TEXT BLOCK:
SECURITIES AND EXCHANGE COMMISSION

                                Washington, D.C. 20549

                                      FORM 10-K

[X]  ANNUAL REPORT PURSUANT TO SECTION 13 OR 15(d) OF THE SECURITIES EXCHANGE
     ACT OF 1934 [FEE REQUIRED]
                  For the fiscal year ended January 30, 1998
                                         OR

[ ]  TRANSITION REPORT PURSUANT TO SECTION 13 OR 15(d) OF THE SECURITIES
     EXCHANGE ACT OF 1934 [NO FEE REQUIRED]

     For the transition period from     to                  

                                 Commission file number  1-7898

                                 LOWE'S COMPANIES, INC.
                   (Exact name of registrant as specified in its charter)

                          NORTH CAROLINA                      56-0578072
                (State or other jurisdiction of         (I.R.S. Employer
                incorporation or organization)         identification No.)

                 P. 0. BOX 1111, NORTH WILKESBORO, N.C.      28656-0001
                 (Address of principal executive offices)     (Zip Code)

Registrant's telephone number, including area code:  (336) 658-4000

Securities registered pursuant to Section 12(b) of the Act:

                       Title of Each Class         Name of Each Exchange on
                                                   Which Registered
                Common Stock $.50 Par Value        New York Stock Exchange
                                                   Pacific Stock Exchange
                                                   The Stock Exchange (London)

Securities registered pursuant to Section 12(g) of the Act:  NONE

Indicate by check mark whether the registrant (1) has filed all reports
required to be filed by Section 13 or 15(d) of the Securities Exchange Act of
1934 during the preceding 12 months (or for such shorter period that the
registrant was required to file such report(s), and (2) has been subject to
such filing requirements for the past 90 days. 
Yes x , No   .

Indicate by check mark if disclosure of delinquent filers pursuant to Item 405
of Regulation S-K is not contained herein, and will not be contained, to the
best of the registrant's knowledge, in definitive proxy or information
statements incorporated by reference in Part III of this Form 10-K or any
amendment to this Form 10-K. [  ] 

State the aggregate market value of the voting stock held by non-affiliates of
the registrant as of April 3, 1998:
$9,262,752,152.

(Source records)
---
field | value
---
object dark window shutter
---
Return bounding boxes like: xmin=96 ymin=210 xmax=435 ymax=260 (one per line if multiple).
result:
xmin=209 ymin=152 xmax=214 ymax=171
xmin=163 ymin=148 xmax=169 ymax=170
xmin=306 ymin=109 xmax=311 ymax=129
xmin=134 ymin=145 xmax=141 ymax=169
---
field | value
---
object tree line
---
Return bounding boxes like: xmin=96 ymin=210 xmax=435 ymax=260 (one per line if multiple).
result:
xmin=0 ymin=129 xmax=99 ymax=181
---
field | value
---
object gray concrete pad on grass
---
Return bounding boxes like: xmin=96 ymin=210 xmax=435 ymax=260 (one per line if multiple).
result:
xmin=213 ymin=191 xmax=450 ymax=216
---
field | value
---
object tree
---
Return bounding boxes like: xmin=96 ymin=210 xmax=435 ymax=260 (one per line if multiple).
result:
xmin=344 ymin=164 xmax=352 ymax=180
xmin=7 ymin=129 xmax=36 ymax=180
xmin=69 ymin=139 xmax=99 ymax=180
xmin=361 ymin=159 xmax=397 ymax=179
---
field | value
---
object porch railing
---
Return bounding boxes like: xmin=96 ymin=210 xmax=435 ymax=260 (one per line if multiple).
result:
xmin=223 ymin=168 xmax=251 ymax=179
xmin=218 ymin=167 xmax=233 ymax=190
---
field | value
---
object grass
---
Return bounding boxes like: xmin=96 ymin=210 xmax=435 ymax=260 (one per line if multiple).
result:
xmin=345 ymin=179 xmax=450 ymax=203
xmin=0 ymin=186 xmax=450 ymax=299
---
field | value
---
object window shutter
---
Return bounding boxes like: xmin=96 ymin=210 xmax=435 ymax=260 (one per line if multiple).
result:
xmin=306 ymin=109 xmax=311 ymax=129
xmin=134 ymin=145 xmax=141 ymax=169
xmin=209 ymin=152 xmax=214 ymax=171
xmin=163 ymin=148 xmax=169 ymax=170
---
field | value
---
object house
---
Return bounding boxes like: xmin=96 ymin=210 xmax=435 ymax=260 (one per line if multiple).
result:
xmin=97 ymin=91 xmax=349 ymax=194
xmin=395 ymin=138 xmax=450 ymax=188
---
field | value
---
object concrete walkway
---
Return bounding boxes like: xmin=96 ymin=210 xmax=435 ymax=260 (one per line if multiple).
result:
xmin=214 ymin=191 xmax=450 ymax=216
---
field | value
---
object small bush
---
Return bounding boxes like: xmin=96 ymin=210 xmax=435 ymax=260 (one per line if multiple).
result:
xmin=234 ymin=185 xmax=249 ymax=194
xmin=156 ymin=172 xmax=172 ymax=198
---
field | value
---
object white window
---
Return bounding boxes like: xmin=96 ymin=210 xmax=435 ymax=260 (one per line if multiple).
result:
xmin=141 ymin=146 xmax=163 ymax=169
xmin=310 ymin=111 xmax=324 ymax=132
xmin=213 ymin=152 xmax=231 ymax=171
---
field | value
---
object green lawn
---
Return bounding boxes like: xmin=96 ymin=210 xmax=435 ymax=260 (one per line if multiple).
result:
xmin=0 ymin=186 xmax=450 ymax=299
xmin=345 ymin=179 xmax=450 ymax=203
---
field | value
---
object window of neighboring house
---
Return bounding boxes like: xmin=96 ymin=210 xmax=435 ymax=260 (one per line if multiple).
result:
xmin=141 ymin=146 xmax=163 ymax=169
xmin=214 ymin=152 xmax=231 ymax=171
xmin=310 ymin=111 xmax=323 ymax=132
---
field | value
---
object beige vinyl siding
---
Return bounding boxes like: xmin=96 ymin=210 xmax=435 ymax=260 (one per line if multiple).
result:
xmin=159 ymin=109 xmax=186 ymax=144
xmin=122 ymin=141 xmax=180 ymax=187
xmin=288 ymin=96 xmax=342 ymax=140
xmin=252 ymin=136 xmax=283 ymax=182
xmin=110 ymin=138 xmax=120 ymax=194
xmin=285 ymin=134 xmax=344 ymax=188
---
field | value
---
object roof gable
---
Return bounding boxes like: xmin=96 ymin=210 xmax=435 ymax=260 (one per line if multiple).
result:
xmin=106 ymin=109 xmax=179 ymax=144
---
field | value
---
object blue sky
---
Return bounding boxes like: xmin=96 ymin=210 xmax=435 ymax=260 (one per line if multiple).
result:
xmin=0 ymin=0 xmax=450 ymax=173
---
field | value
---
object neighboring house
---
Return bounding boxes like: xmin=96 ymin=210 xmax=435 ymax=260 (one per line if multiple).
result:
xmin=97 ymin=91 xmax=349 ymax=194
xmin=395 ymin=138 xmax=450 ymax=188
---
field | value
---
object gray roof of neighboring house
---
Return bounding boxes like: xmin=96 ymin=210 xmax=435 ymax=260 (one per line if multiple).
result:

WHAT YOU NEED TO DO:
1/ List every stock exchange the Lowe's 10-K cover page names as registering its common stock.
2/ Translate this sentence from the Lowe's 10-K cover page into Spanish: "State the aggregate market value of the voting stock held by non-affiliates of the registrant as of April 3, 1998: $9,262,752,152."
Work only from the filing text, not from the records.

ANSWERS FOR THE EXERCISE:
1/
New York Stock Exchange
Pacific Stock Exchange
The Stock Exchange (London)

2/ Indique el valor de mercado total de las acciones con derecho a voto en poder de no afiliados del registrante al 3 de abril de 1998: $9,262,752,152.